== The request ==
Turn the material below into a numbered list, starting at its first line and ending with the line that contains "203 98 L 199", both included. Leave out any blank lines.

== Supplied records ==

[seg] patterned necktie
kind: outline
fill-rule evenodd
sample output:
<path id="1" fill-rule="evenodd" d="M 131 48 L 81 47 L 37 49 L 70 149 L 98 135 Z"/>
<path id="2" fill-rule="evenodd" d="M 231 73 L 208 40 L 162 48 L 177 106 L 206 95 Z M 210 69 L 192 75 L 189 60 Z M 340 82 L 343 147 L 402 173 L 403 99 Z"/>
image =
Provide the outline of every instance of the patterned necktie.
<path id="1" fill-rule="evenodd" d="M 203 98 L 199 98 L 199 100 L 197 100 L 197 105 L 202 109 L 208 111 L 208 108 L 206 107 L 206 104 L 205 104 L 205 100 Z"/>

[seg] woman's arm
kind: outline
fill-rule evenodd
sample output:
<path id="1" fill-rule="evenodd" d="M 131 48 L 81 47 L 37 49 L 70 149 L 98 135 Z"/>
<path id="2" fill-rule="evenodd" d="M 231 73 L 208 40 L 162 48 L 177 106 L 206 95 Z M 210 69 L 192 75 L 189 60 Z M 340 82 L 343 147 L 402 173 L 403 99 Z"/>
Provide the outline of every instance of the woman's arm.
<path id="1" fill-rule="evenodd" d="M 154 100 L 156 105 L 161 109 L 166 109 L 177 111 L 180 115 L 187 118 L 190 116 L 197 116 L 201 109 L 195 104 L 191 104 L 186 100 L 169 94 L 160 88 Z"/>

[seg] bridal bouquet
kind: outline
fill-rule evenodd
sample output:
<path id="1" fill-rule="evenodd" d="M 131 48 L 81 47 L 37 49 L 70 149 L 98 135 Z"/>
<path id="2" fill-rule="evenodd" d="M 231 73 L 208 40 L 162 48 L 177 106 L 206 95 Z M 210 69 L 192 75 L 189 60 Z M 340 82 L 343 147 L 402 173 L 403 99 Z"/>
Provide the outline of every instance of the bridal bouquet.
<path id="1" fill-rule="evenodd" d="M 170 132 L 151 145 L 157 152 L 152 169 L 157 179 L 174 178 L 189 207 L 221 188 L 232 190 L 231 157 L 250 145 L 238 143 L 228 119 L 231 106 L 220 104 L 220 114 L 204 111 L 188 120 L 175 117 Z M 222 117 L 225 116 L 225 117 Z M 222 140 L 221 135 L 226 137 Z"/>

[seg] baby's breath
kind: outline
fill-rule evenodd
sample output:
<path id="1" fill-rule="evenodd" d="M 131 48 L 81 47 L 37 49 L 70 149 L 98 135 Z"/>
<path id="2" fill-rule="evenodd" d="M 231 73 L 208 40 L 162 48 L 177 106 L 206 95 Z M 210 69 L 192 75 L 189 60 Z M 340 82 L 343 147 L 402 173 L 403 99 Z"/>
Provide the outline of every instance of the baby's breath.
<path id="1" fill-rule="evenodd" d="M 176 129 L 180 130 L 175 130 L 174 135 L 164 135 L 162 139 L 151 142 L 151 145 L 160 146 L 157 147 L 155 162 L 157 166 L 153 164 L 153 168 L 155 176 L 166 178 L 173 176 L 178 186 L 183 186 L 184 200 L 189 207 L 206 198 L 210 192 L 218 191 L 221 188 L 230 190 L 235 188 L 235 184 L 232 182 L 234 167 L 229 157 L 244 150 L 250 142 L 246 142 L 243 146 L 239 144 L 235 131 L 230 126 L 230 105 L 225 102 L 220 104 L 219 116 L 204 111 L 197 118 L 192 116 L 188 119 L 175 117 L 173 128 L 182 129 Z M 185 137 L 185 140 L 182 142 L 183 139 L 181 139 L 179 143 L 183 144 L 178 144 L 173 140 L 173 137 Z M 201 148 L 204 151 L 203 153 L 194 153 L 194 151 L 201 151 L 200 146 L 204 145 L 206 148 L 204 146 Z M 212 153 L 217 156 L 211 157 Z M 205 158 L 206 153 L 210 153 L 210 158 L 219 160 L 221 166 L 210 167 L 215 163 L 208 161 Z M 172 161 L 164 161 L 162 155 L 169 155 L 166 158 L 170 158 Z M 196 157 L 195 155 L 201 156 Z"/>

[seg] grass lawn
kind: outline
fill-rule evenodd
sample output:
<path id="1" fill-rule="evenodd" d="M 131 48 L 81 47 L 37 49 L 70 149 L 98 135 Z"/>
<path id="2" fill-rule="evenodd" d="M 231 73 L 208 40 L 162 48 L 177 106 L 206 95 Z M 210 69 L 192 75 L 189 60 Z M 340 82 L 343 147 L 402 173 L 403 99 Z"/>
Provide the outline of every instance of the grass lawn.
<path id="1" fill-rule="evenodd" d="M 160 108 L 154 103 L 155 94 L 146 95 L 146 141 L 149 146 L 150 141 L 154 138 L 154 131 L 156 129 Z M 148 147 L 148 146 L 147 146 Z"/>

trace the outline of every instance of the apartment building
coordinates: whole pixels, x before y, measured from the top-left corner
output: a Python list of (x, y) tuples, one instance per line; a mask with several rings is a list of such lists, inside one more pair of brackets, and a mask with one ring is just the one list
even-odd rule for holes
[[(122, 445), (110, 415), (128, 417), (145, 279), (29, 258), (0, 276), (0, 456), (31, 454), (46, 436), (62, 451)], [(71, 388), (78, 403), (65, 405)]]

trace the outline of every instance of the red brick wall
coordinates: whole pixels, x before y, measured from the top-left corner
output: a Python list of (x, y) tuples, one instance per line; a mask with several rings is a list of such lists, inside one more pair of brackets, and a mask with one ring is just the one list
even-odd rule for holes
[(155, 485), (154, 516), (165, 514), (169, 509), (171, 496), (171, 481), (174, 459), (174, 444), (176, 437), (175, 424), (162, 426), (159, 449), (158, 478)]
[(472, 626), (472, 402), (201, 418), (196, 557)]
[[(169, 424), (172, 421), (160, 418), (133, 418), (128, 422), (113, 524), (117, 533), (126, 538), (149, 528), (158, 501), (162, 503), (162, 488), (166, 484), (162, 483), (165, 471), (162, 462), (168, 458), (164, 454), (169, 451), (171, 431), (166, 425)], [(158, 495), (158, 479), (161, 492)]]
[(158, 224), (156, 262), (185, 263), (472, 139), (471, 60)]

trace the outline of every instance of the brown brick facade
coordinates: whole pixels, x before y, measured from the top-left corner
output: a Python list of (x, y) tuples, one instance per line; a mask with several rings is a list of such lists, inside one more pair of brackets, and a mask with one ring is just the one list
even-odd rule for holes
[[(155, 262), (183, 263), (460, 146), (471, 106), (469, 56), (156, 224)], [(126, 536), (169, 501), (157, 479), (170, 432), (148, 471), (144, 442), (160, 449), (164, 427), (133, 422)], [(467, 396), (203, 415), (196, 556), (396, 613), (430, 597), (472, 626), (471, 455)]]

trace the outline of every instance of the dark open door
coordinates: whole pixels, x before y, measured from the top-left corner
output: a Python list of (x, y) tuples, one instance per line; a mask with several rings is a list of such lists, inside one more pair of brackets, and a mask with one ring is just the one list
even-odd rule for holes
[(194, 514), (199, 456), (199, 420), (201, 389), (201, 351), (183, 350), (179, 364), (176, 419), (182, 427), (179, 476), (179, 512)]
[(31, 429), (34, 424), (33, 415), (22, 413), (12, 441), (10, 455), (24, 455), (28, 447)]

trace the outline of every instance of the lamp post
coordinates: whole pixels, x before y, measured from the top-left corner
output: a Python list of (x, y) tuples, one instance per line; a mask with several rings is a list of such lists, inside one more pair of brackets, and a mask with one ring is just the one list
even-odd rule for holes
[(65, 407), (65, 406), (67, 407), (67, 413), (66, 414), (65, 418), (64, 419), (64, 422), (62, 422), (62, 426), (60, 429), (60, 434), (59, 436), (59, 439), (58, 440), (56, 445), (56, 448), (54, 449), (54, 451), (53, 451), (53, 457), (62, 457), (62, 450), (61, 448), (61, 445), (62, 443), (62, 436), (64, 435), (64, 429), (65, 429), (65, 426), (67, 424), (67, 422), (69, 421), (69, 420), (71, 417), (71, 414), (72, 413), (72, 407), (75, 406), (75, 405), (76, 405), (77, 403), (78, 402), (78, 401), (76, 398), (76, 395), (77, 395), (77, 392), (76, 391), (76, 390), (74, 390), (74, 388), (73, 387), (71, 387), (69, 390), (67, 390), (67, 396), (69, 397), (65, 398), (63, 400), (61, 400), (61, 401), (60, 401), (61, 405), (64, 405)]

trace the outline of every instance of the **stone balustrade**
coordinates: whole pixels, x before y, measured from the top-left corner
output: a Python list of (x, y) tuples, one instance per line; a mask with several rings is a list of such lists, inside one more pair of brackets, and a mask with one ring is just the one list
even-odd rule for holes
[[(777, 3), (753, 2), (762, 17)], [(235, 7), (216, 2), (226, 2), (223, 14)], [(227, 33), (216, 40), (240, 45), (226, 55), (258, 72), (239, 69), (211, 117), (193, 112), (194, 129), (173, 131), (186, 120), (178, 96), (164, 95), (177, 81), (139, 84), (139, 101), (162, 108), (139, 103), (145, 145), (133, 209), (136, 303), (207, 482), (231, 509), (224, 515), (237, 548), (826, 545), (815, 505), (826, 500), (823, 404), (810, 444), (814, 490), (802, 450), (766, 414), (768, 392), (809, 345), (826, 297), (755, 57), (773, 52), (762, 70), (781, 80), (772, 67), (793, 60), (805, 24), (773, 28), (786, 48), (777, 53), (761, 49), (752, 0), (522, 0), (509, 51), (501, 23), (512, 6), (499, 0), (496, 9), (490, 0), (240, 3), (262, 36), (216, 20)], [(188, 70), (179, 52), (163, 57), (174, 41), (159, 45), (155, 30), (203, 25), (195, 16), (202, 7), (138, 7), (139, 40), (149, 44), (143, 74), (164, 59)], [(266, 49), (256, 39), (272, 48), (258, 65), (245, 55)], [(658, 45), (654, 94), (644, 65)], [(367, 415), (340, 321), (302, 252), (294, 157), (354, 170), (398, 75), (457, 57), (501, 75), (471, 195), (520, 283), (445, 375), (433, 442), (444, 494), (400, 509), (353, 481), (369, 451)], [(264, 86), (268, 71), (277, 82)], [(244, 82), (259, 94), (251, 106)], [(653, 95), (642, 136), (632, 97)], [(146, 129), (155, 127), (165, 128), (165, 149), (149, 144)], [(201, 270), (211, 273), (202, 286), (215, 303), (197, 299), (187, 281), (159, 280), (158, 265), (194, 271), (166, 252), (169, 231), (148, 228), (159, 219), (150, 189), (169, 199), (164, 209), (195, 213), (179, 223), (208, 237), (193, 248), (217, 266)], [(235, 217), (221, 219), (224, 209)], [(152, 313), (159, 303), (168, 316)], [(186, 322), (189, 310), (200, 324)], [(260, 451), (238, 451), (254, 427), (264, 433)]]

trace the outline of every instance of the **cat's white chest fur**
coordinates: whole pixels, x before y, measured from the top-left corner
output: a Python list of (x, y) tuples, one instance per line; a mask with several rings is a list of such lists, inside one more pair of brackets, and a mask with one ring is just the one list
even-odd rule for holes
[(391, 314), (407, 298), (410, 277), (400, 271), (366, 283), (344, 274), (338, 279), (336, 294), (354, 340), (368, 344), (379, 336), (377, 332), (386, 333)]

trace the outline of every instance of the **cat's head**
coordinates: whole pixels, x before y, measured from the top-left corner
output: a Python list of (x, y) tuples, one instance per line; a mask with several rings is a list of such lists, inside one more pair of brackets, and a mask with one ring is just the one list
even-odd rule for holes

== Correct output ==
1. [seg] patterned necktie
2. kind: outline
3. fill-rule evenodd
4. sample output:
5. <path id="1" fill-rule="evenodd" d="M 131 48 L 81 47 L 37 49 L 70 149 L 98 135 Z"/>
6. <path id="2" fill-rule="evenodd" d="M 231 73 L 208 40 L 162 48 L 177 106 L 206 95 Z M 210 69 L 192 75 L 189 60 Z M 340 82 L 343 147 L 402 173 L 403 99 Z"/>
7. image =
8. Provide the outline of every instance of the patterned necktie.
9. <path id="1" fill-rule="evenodd" d="M 203 98 L 199 98 L 199 100 L 197 100 L 197 105 L 202 109 L 208 111 L 208 108 L 206 107 L 206 104 L 205 104 L 205 100 Z"/>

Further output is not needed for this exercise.